The records:
=====
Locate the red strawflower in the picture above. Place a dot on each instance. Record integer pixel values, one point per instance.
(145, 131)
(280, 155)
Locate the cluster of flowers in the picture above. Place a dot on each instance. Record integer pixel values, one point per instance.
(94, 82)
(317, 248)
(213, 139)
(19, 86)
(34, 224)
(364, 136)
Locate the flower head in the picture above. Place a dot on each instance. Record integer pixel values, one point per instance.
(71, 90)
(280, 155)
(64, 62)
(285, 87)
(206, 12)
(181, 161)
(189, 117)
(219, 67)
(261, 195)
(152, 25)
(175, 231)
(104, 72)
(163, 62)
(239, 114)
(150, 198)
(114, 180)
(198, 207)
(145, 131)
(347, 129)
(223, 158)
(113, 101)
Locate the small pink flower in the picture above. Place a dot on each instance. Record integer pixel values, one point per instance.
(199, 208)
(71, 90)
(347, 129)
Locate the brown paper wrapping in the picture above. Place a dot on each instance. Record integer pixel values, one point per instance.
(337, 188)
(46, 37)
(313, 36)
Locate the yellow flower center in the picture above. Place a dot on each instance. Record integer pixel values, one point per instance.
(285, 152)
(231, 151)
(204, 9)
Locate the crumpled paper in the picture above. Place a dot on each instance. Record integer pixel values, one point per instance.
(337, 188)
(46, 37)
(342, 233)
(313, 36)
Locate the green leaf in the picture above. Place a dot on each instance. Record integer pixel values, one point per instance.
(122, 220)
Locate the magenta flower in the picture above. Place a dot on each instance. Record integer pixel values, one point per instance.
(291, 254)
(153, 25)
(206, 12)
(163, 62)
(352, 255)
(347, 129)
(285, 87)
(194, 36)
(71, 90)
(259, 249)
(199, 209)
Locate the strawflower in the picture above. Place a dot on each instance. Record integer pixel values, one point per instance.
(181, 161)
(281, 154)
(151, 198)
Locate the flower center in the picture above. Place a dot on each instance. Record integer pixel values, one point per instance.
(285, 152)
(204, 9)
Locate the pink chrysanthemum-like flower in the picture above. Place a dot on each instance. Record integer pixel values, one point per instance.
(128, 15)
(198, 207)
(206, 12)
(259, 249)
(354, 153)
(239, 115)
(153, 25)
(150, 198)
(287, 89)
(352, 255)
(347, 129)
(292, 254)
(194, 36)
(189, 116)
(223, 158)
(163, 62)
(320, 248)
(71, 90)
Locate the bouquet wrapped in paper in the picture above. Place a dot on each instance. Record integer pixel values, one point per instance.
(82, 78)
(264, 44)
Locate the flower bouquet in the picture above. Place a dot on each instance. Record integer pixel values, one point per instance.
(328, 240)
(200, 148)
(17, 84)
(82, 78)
=====
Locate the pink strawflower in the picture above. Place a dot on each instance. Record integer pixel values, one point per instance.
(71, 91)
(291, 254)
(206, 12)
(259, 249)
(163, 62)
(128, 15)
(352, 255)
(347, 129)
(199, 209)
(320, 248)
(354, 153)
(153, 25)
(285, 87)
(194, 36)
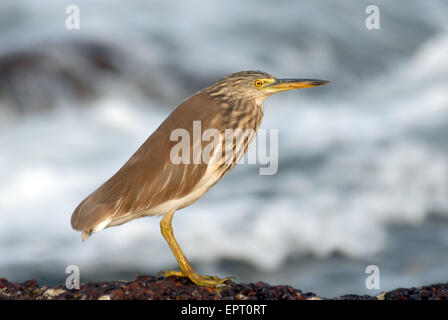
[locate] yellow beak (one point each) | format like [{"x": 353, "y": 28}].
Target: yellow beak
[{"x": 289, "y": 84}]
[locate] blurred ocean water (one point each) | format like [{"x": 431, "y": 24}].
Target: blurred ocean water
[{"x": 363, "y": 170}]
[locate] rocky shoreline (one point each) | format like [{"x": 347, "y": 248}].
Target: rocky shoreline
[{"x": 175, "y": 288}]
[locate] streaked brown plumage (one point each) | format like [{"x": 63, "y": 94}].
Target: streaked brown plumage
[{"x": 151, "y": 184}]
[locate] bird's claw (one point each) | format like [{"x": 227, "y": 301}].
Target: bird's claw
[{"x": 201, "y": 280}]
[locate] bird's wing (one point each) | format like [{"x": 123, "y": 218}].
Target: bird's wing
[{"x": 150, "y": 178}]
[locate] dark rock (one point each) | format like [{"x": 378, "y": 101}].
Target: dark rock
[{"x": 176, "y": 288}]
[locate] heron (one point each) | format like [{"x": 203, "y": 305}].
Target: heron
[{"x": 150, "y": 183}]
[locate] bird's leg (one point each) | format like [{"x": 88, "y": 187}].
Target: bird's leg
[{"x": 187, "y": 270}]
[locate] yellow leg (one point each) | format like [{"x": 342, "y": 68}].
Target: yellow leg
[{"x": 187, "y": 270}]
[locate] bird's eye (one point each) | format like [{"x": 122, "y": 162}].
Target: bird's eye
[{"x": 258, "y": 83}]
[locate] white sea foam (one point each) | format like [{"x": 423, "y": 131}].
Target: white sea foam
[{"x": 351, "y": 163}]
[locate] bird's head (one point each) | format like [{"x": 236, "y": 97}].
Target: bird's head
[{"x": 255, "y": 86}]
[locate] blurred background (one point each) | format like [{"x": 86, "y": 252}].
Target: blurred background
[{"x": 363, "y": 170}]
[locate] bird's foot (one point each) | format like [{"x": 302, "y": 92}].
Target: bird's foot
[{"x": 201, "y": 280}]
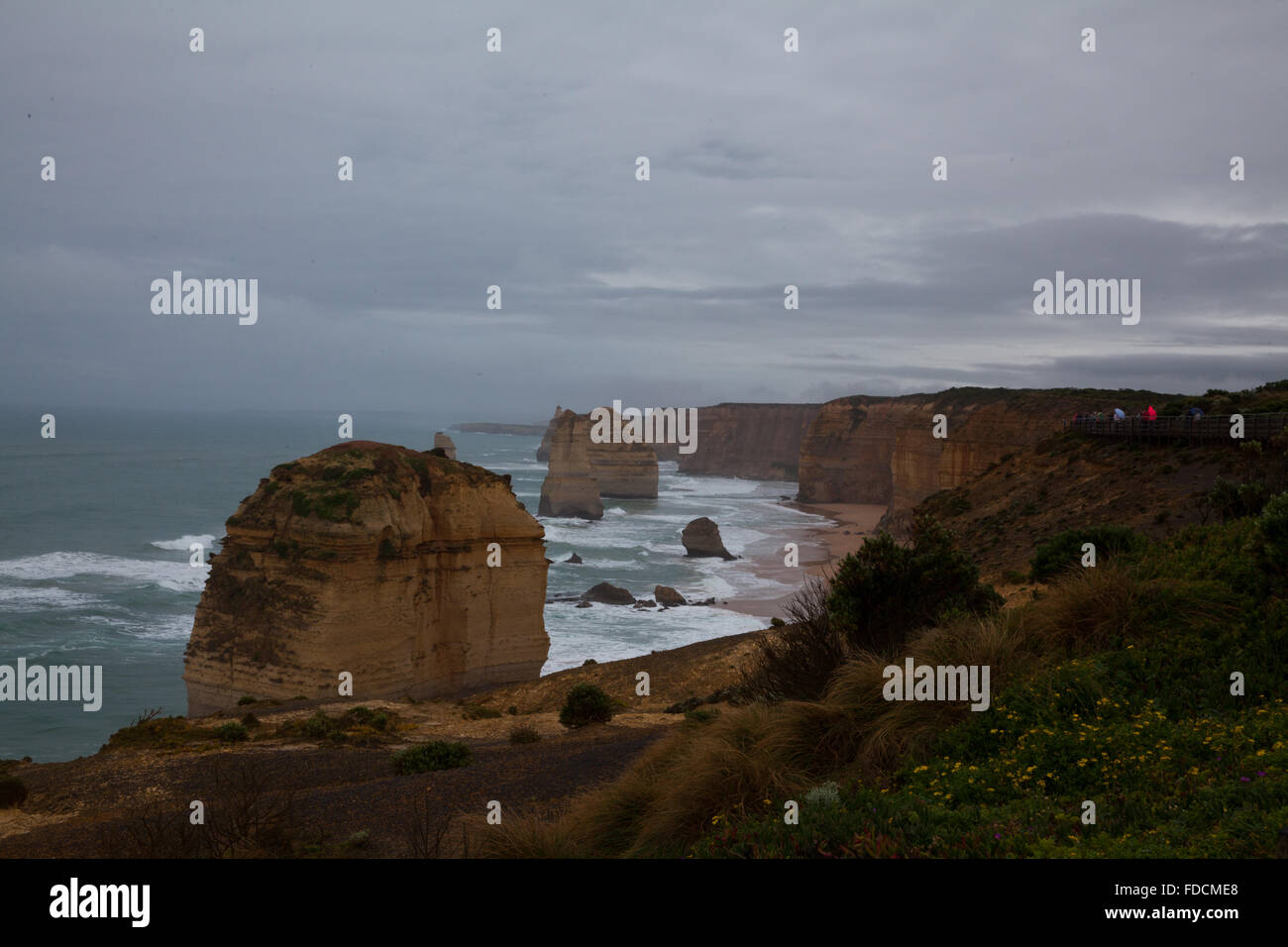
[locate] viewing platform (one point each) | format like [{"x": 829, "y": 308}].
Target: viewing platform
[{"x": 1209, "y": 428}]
=====
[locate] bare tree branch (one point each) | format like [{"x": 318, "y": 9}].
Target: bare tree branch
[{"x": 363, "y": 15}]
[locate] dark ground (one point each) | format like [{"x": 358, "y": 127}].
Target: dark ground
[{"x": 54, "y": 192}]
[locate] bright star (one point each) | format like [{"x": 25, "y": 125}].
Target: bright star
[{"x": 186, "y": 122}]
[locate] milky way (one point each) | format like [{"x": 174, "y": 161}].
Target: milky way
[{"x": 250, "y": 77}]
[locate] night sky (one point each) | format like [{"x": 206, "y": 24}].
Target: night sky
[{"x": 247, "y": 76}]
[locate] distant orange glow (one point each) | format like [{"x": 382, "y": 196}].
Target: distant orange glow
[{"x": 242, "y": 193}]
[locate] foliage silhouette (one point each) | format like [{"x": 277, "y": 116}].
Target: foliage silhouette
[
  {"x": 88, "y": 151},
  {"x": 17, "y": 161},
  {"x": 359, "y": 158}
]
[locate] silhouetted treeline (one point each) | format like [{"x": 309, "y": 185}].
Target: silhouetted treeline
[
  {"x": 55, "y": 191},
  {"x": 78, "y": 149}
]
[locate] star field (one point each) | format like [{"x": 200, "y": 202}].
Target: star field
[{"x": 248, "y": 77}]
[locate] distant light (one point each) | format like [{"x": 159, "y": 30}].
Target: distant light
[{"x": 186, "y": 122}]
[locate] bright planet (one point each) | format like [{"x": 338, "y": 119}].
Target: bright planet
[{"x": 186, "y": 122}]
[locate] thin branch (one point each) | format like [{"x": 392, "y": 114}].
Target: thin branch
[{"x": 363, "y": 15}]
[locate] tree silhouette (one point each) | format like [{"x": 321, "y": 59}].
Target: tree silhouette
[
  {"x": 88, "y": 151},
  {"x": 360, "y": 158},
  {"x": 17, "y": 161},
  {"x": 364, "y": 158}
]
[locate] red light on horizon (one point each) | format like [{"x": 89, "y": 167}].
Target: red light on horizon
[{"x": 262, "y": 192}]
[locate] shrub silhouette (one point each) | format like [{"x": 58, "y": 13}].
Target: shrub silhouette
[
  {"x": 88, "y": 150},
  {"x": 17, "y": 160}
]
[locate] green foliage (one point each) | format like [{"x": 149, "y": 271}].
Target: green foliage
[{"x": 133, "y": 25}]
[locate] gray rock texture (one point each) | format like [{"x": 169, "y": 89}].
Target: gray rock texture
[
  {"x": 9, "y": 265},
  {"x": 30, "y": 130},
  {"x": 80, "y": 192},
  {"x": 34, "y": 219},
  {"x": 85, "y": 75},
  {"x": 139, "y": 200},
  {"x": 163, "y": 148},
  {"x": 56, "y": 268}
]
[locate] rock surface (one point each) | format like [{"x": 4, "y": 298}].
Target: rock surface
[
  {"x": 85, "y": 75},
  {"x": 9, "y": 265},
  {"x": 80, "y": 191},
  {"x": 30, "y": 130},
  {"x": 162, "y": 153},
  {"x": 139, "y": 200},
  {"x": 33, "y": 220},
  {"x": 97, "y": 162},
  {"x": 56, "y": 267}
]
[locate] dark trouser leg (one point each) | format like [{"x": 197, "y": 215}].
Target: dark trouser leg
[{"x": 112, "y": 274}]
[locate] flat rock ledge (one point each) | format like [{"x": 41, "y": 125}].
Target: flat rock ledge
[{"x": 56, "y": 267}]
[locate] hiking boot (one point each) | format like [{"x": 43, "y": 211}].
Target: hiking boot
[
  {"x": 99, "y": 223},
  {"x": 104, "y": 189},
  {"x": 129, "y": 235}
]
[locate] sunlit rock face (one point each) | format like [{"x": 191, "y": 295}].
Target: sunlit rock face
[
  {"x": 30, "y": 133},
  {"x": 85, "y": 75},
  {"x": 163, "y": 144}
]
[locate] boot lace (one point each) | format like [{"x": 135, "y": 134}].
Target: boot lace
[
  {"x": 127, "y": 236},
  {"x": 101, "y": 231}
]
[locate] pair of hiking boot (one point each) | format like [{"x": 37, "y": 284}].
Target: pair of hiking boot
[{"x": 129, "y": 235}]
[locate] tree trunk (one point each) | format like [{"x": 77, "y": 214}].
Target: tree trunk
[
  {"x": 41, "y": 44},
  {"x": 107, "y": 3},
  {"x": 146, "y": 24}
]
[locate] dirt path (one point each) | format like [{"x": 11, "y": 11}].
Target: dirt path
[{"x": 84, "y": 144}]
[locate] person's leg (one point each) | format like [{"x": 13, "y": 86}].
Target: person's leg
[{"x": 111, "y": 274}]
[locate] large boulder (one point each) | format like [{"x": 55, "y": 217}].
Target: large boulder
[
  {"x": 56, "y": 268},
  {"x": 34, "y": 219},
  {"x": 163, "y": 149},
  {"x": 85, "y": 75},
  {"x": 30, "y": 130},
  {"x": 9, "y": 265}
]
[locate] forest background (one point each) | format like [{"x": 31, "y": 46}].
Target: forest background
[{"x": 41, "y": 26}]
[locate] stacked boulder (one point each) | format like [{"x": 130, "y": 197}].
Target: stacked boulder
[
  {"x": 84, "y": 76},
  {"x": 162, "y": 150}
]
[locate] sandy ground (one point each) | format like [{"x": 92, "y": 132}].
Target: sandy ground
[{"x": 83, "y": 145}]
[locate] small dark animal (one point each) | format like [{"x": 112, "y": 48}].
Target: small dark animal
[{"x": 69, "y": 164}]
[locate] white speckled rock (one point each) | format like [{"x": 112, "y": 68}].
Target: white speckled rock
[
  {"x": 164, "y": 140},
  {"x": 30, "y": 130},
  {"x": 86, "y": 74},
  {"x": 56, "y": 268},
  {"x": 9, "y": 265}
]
=====
Your assignment:
Take the entries above and return only the lines from the one with "Target: bare tree branch" to the one with "[locate] tree silhouette", both included, unchanged.

Written solution:
Target: bare tree branch
[{"x": 363, "y": 15}]
[locate] dark ground (one point each) | format like [{"x": 358, "y": 127}].
Target: dark ground
[{"x": 54, "y": 192}]
[locate] bright star (one point each) | format like [{"x": 25, "y": 125}].
Target: bright star
[{"x": 186, "y": 122}]
[locate] milky way (one point each) | format like [{"x": 174, "y": 161}].
Target: milky way
[{"x": 250, "y": 77}]
[locate] night sky (one point each) | format like [{"x": 206, "y": 24}].
Target: night sky
[{"x": 247, "y": 76}]
[locate] distant orange glow (one point each) | format like [{"x": 382, "y": 196}].
Target: distant orange glow
[{"x": 242, "y": 193}]
[locate] foliage silhouette (one point each) | format like [{"x": 277, "y": 116}].
Target: foliage silhouette
[
  {"x": 88, "y": 151},
  {"x": 17, "y": 161},
  {"x": 359, "y": 158}
]
[locate] silhouetted treeline (one point each) | format like [{"x": 309, "y": 185}].
Target: silhouetted treeline
[
  {"x": 55, "y": 191},
  {"x": 78, "y": 149}
]
[locate] star field (one point each) | format like [{"x": 200, "y": 202}].
Target: star field
[{"x": 248, "y": 77}]
[locate] distant light (one point each) | format like [{"x": 159, "y": 30}].
Target: distant light
[{"x": 186, "y": 122}]
[locate] bright planet (one point each) | format like [{"x": 338, "y": 119}].
Target: bright planet
[{"x": 186, "y": 122}]
[locate] thin branch (one point each) | format like [{"x": 392, "y": 114}].
Target: thin branch
[{"x": 363, "y": 15}]
[locate] tree silhouette (one point each) | format like [{"x": 321, "y": 59}].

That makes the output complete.